-------- 所给文本 --------

The following article is from 黪绿末座 Author 子自雝喈

它山之石,可以攻玉。

诗经 · 小雅 · 鹤鸣

基于价值的决策关注人们如何权衡利弊,认知控制则探究人们在追求目标时如何调整信息加工,两者讨论的问题看似不同,但实际上为探究人们如何选择思想和行动提供了平行的视角。本文综述了如何通过认知控制的视角更好地理解基于价值的决策机制


传统视角之所以很少将基于价值的决策和认知控制放在一起讨论,主要是因为两者主要的研究范式相去甚远(译者注:一边是风险、食物、商品之类的选项二选一,一边是Stroop、Flanker、Simon等等的冲突不冲突)。尽管两类任务涉及了类似的计算过程,但很大程度上被用于处理互不相关的问题(图1)。

图1 基于价值的决策和认知控制的基本机制。A) 经典的决策范式中,个体需要在两个选项中进行选择。加权的属性价值决定了每个选项的主观价值,这些选项的主观价值通过证据积累过程,决定最终的选择(注意,不同的模型在主观价值如何转化为证据积累上也存在差异)。不同的选项属性的权重取决于个体的可评估目标,例如正在节食的个体可能更加关注食品的健康属性而非口味属性。B) 经典的认知控制任务中,个体的选择取决于他们的任务目标,例如判断词义还是报告颜色。不同刺激特征的信息,通过证据积累的过程产生反应。关键是,其中一种特征的加工通路比另一种更加自动化(对应词义加工更粗的箭头),增加了干扰目标相关特征的可能性。监控这一积累过程及其结果,有助于确定何时需要额外的控制来向上调节当前的目标。

--------

**书面练习 A:** 请把清单中含有“Hi there! Could you please locate the spider in”的那一行到含有“[[218, 147, 530, 401]]”的那一行（首尾两行都算在内）整理成两列 CSV，列名为“输入”和“输出”。每个请求占一行，请求文字放入“输入”，对应答案放入“输出”；每个字段都加引号，字段内的换行改为空格。
上面的所给文本与下面的清单是彼此独立的两份材料。

-------- 数据行 --------

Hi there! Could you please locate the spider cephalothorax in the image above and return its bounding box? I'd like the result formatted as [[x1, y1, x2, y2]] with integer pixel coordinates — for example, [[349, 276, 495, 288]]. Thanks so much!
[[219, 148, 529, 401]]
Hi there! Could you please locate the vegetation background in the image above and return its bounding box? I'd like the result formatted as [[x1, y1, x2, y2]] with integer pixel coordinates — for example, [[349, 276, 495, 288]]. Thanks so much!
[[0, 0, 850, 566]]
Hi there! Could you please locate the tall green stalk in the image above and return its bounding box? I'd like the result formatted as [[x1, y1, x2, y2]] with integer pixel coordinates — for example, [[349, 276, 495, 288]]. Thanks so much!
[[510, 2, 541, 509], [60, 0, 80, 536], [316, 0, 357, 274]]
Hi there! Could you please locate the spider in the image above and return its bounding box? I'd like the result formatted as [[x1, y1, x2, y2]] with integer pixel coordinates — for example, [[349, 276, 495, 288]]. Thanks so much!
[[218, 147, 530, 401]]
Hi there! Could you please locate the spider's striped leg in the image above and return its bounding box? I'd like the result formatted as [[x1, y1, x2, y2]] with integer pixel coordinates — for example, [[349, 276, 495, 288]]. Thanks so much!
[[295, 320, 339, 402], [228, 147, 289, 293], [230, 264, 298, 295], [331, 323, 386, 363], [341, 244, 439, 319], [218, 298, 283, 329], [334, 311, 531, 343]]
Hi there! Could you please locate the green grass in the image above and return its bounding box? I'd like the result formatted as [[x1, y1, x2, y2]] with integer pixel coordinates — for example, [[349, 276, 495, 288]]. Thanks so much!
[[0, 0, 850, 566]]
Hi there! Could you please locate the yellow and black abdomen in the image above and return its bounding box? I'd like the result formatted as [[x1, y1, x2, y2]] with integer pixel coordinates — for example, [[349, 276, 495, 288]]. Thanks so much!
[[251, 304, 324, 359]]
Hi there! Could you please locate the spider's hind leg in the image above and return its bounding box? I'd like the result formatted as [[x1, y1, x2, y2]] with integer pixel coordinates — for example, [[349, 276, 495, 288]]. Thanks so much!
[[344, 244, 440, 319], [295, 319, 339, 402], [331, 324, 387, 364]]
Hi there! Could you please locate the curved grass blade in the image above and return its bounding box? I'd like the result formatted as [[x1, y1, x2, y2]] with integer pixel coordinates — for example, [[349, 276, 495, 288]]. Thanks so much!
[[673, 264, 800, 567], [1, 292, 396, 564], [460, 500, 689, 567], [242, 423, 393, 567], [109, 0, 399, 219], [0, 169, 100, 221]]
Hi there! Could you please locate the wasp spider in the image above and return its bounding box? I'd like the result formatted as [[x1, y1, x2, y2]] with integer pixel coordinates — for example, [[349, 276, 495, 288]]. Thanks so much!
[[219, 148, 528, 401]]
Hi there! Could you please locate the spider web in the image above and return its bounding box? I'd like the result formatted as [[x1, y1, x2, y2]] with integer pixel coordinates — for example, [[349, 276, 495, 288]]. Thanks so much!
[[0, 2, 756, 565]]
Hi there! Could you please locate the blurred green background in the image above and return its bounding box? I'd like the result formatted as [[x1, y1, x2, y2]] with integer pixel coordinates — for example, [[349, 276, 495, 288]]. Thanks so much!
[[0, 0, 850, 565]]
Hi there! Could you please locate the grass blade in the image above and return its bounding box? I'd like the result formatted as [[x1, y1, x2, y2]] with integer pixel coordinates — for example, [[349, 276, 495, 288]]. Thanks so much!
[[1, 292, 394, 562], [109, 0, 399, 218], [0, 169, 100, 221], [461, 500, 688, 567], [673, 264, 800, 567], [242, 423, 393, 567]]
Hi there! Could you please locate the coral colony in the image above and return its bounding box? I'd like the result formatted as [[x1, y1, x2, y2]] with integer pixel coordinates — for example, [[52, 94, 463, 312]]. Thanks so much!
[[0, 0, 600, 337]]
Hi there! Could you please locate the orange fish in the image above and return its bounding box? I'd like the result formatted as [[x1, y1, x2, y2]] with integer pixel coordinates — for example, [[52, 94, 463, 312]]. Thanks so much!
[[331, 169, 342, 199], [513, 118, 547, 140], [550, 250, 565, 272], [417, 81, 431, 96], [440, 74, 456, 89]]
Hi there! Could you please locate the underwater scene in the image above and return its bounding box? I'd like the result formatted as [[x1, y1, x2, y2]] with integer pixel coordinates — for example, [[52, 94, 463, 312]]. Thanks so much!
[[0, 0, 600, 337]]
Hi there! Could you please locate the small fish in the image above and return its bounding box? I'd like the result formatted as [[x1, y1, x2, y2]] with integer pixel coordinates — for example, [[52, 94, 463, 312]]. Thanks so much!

--------

**书面练习 B:** 将所给文本中从“基于价值的决策关注人们如何权”到“处理互不相关的问题(图1)。”（含两端）这一段重写一遍，并把其中的“认知控制”一律替换成“执行控制”。

**最终结果 A:**
输入,输出
"Hi there! Could you please locate the spider in the image above and return its bounding box? I'd like the result formatted as [[x1, y1, x2, y2]] with integer pixel coordinates — for example, [[349, 276, 495, 288]]. Thanks so much!","[[218, 147, 530, 401]]"

**最终结果 B:**
基于价值的决策关注人们如何权衡利弊,执行控制则探究人们在追求目标时如何调整信息加工,两者讨论的问题看似不同,但实际上为探究人们如何选择思想和行动提供了平行的视角。本文综述了如何通过执行控制的视角更好地理解基于价值的决策机制


传统视角之所以很少将基于价值的决策和执行控制放在一起讨论,主要是因为两者主要的研究范式相去甚远(译者注:一边是风险、食物、商品之类的选项二选一,一边是Stroop、Flanker、Simon等等的冲突不冲突)。尽管两类任务涉及了类似的计算过程,但很大程度上被用于处理互不相关的问题(图1)。